But Silicon Valley is by no means alone.  Similar things are happening in Boston, New York, and in smaller clusters throughout the United States and throughout the world.  What they all have in common is that these universities and their government and private sector partners develop and train entrepreneurs, help inventors patent and license new technologies, and connect researchers and entrepreneurs with venture capital funding, incubators, and business development networks to promote the startup and growth of an endless stream of new companies.

President Jokowi has recognized the importance of digital development to Indonesia’s future, and the government is working to support innovation and technology development.  But governments can only do so much.  In the United States, the government has created a policy environment where technology innovation can thrive, and then has gotten out of the way of the entrepreneurs who can make it happen.  Centers of innovation like Silicon Valley have been the result.

How Can Indonesia Achieve Its Digital Potential?

In thinking about how Indonesia can achieve its digital potential, it all comes down to expanding access — access to people and markets, access to capital, and access to talent.   Let me talk briefly about each.

First, expand Access to People.  E-commerce development and digital innovation can only happen if there is a market for the services and products that are created.  At just over 30%, Indonesia’s internet penetration lags behind its neighbors, and leaves more than 160 million Indonesians unable to participate in the country’s digital transformation.  Indonesia’s 2014 National Broadband plan will leverage government and private sector funding to expand broadband access throughout the country, allowing more Indonesians to get connected, and allowing the government to utilize technology to improve service delivery, including health care, education and other e-government initiatives.  The United States, through our U.S. Agency for International Development, supported the development of the National Broadband Plan.

#####

Work order A
Translate into Spanish this sentence from the passage on Indonesia's digital potential: "Centers of innovation like Silicon Valley have been the result."
Work order B
From the passage on Indonesia's digital potential, print the part starting with "President Jokowi has" and going on through "briefly about each.".

Information
#####

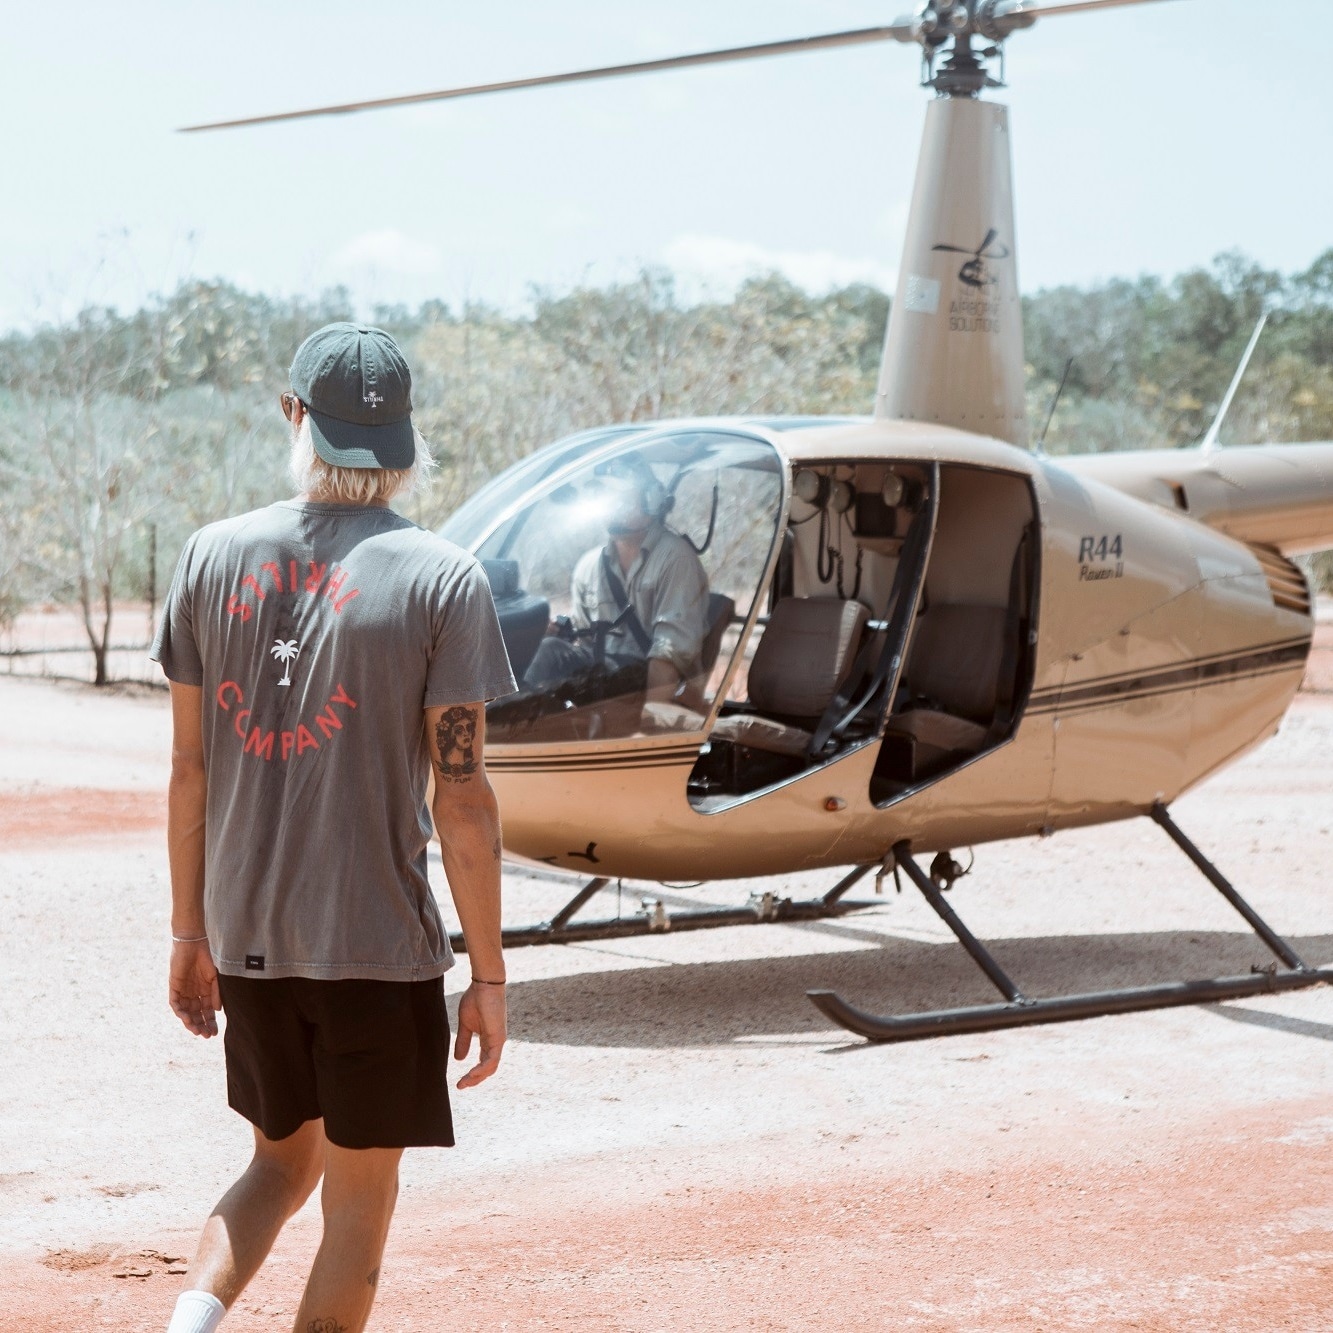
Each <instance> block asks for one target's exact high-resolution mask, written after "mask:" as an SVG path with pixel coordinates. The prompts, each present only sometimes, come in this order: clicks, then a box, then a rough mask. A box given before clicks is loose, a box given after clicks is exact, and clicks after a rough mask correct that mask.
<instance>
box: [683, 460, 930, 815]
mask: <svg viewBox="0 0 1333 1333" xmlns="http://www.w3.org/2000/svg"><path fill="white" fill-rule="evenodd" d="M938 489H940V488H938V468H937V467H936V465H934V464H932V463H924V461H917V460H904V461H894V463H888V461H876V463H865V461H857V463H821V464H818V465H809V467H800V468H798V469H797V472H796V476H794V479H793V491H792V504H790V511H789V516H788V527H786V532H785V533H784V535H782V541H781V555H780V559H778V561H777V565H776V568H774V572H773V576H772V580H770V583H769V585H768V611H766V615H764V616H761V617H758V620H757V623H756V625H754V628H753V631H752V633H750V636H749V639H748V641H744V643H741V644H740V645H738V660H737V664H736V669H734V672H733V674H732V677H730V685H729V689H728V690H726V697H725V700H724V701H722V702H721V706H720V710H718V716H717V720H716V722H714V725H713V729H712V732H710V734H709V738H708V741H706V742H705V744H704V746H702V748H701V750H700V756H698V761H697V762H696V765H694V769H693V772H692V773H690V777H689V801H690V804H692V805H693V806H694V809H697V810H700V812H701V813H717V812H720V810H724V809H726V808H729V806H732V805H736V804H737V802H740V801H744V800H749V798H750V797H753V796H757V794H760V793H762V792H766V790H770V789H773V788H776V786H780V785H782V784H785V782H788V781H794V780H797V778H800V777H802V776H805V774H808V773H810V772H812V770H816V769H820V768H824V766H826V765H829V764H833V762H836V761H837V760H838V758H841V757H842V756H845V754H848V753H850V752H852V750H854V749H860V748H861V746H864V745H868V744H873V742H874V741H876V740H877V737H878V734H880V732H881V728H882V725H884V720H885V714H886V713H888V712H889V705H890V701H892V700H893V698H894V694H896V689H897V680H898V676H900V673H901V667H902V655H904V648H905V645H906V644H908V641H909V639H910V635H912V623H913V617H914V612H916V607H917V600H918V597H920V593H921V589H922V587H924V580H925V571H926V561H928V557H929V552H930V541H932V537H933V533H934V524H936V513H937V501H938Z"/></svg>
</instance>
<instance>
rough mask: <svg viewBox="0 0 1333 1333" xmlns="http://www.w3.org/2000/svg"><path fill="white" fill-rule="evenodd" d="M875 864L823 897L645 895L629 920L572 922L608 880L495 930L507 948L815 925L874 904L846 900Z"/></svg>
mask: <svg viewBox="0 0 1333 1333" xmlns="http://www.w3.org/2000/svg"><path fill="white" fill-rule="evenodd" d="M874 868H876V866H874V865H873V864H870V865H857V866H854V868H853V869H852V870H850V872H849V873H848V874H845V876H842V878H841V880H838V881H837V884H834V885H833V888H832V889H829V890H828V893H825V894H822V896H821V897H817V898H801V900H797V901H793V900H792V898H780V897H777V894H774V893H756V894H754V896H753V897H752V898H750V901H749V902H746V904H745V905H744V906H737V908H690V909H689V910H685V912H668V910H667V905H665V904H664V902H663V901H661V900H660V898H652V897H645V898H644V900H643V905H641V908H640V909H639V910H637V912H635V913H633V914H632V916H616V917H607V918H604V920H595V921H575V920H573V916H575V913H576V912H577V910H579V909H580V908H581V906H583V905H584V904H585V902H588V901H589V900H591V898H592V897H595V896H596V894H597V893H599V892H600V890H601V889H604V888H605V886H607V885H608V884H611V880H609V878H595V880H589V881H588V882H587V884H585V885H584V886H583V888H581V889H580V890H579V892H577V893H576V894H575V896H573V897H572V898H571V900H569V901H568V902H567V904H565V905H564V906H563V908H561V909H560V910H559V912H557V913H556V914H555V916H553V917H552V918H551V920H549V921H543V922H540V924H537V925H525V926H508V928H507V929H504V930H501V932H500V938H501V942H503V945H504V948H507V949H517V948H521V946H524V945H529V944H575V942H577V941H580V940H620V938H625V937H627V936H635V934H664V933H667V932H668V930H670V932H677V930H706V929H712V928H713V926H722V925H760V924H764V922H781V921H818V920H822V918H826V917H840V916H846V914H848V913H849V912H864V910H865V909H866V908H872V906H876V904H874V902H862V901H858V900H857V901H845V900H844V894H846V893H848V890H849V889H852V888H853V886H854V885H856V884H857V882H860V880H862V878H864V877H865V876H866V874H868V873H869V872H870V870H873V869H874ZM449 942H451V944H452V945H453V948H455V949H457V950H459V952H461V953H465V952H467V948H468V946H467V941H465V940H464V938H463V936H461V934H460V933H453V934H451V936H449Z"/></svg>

#####

Task answer A
Centros de innovación como Silicon Valley han sido el resultado.

Task answer B
President Jokowi has recognized the importance of digital development to Indonesia’s future, and the government is working to support innovation and technology development.  But governments can only do so much.  In the United States, the government has created a policy environment where technology innovation can thrive, and then has gotten out of the way of the entrepreneurs who can make it happen.  Centers of innovation like Silicon Valley have been the result.

How Can Indonesia Achieve Its Digital Potential?

In thinking about how Indonesia can achieve its digital potential, it all comes down to expanding access — access to people and markets, access to capital, and access to talent.   Let me talk briefly about each.